'''
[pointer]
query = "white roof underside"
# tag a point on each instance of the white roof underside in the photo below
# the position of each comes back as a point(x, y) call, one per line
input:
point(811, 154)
'''
Work to do: Convert every line of the rows above into a numbered list, leaving out any blank lines.

Exercise result:
1. [pointer]
2. query = "white roof underside"
3. # tag a point on each instance of the white roof underside in the photo below
4. # the position of each comes back as a point(x, y) call, one per line
5. input:
6. point(811, 154)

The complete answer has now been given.